**DOCUMENT SECTION**
## begin
FIG. 1 provides a side view of an embodiment of the installation clip in an installed position.

FIG. 2 provides a side view of an embodiment of the installation clip in use.

FIG. 3 provides a side view of another embodiment of the installation clip in use.

FIG. 4 provides a side view of an yet another embodiment of the installation clip.

FIG. 5 provides a perspective view of still another embodiment of the installation clip.

FIG. 6 provides a front view of another embodiment of the installation clip.

The detailed description set forth below in connection with the appended drawings is intended as a description of presently preferred embodiments of the invention and does not represent the only forms in which the present invention may be constructed and/or utilized. The description sets forth the functions and the sequence of steps for constructing and operating the invention in connection with the illustrated embodiments.

Generally, the present invention concerns a clip that may be attached to rigid foam board insulation for building insulation, the clip is also configured to be attachable to building structural members. As such, the installation of rigid foam insulation is greatly facilitated. The present clip invention may be used in any condition where rigid foam insulation is being installed. For example, the clip may be used in new construction, existing buildings, renovations, and the like.

The clip consists of a spacer configured to provide an air spacing between a sheathing or flooring and the insulation when installed. A body of the clip may extend downwards away from the spacer. This body is designed to be attached to a building framing or other structural member, such that a rear face of the body may abut the structural member. This allows the foam insulation board to which the clip is attached to be secured in place, and properly spaced from the sheathing. The clip further comprises a series of prongs which extend away from the body of the clip. These prongs extend away from a front face of the body and are flexible. This flexibility allows the foam to be urged upward against the prong towards the spacer. As the foam passes over the prongs, the pressure from the flexed prongs allows the foam to be held in place and resists the foam moving back in the opposite direction.

The installation clip contemplated herein is configured to accept multiple differently sized foam insulations. For example, the most commonly sized insulations have thicknesses of ½ inch, 1 inch, and 1½ inch. The installation clip may be any size capable of connecting to and supporting the foam insulation board. Size may vary depending on application, and it should be understood that the sizing of the clip is in no way limited based on the disclosure herein.

The installation clip contemplated herein may be formed of any material rigid enough to connect to and support the foam insulation board, and resilient enough to be attached to the building structural members. For example, materials of which the installation clip may be made include, but are not limited to, plastics, wood, metals, composite materials, ceramics, combinations thereof, and the like.

The clip may be attached to the building structural members (rafters, joists, beams, etc.) in any manner capable of supporting the insulation. For example, the clip may be mechanically connected to the structural members by fasteners such as nails, staples, screws, tacks, and the like. In other embodiments, adhesives, pressure connections, and the like may be employed. In many cases, gaps are created between the foam insulation boards and the rafters, joists, beams, or the like, to which the insulation boards have been attached. These gaps may be sealed in any manner. In one embodiment, the gaps may be sealed with beads of foam sprayed to bridge these gaps. Framing with irregular centers, or those centers out of parallel may require individual measuring and cutting of the insulation board to fit each location. However, even in such cases, the clips described herein may still be utilized, and the clips may be positioned specifically based on the configuration of the irregular space.
## end
**MATERIAL SHOWN**
## begin
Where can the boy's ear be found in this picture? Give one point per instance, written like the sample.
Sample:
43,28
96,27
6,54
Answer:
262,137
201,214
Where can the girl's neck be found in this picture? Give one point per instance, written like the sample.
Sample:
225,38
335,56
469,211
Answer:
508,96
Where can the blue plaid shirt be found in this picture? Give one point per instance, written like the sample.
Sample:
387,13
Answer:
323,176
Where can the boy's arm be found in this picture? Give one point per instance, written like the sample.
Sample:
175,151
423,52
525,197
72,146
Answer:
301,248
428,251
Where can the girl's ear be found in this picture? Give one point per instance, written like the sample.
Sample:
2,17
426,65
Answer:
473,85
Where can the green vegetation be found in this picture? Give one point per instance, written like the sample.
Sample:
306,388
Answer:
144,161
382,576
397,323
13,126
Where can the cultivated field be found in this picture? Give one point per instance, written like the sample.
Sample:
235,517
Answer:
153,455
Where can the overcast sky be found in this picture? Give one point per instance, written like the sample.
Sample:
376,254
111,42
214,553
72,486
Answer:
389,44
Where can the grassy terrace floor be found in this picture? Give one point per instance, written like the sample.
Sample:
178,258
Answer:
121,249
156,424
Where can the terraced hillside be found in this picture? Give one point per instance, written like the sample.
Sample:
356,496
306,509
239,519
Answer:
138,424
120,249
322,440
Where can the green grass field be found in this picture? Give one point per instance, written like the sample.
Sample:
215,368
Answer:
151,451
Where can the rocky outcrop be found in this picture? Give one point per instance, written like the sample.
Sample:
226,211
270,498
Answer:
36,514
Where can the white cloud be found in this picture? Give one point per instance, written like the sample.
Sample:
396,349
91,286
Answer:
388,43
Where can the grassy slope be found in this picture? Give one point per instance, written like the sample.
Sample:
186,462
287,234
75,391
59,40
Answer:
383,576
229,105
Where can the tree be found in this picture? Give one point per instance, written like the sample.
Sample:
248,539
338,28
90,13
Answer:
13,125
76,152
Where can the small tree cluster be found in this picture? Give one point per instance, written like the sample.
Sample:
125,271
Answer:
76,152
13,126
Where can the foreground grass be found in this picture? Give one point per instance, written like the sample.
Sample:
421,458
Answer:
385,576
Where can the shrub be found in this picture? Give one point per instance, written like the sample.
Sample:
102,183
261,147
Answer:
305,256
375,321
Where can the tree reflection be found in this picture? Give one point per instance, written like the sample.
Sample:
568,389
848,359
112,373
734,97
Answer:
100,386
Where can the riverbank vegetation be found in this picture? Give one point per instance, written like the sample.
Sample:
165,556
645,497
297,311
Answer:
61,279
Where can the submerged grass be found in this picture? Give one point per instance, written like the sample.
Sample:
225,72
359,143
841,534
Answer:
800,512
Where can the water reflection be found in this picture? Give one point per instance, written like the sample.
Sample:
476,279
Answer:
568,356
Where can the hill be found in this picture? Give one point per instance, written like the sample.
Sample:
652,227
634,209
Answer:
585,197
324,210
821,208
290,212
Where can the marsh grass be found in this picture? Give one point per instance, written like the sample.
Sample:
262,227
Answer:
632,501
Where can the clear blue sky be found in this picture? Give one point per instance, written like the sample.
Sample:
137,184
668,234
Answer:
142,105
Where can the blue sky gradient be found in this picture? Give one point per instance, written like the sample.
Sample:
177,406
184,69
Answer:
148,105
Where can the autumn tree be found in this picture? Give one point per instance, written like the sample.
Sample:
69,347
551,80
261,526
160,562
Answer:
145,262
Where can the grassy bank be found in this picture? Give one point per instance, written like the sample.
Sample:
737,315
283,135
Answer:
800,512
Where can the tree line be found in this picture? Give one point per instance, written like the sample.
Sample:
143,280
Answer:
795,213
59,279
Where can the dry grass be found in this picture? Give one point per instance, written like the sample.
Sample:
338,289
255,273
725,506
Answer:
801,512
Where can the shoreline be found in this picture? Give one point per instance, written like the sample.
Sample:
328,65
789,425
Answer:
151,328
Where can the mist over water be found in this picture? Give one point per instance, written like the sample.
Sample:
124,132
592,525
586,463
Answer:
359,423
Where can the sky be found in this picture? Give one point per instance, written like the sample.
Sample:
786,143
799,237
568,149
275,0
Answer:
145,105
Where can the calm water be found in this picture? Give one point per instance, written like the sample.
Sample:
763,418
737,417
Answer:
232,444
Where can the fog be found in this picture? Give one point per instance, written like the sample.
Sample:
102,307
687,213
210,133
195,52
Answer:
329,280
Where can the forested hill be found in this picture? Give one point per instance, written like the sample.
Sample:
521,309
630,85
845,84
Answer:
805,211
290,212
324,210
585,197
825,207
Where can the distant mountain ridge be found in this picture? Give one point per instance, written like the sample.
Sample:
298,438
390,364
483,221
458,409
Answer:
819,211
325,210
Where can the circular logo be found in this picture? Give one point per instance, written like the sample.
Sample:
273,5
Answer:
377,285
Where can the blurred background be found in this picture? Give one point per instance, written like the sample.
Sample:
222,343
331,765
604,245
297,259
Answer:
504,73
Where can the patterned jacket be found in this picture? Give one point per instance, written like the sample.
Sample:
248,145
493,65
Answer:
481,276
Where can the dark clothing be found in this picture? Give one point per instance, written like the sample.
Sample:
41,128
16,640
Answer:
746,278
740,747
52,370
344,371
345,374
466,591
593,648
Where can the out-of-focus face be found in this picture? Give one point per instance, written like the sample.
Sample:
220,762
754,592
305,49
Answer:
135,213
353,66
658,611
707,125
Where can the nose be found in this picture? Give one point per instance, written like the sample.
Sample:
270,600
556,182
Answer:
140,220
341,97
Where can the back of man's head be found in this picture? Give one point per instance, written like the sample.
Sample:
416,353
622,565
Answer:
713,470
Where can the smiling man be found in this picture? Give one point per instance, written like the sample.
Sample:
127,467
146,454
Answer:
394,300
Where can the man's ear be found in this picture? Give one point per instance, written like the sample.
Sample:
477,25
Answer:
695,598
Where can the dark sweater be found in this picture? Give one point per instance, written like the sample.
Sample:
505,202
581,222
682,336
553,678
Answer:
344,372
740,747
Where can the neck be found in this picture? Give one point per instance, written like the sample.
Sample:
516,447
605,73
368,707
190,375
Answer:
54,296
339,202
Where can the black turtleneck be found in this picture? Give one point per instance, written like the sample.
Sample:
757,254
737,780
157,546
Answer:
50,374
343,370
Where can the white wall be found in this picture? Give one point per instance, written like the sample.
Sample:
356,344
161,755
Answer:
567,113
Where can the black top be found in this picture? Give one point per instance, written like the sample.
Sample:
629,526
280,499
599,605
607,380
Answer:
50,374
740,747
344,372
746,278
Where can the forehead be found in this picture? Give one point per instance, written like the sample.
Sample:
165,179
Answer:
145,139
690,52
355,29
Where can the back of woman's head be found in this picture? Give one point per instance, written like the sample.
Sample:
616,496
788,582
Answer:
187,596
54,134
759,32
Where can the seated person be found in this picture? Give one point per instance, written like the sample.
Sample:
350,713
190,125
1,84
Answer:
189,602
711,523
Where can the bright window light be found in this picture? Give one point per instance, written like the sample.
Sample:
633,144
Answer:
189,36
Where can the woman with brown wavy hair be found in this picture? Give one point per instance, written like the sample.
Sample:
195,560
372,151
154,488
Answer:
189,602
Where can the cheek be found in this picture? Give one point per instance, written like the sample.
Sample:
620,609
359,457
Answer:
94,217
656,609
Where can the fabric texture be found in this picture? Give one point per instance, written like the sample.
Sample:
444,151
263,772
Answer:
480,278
## end
Render this sentence from the installation clip description in Spanish: "In one embodiment, the gaps may be sealed with beads of foam sprayed to bridge these gaps."

En una realización, los huecos pueden sellarse con cordones de espuma rociada para cubrir dichos huecos.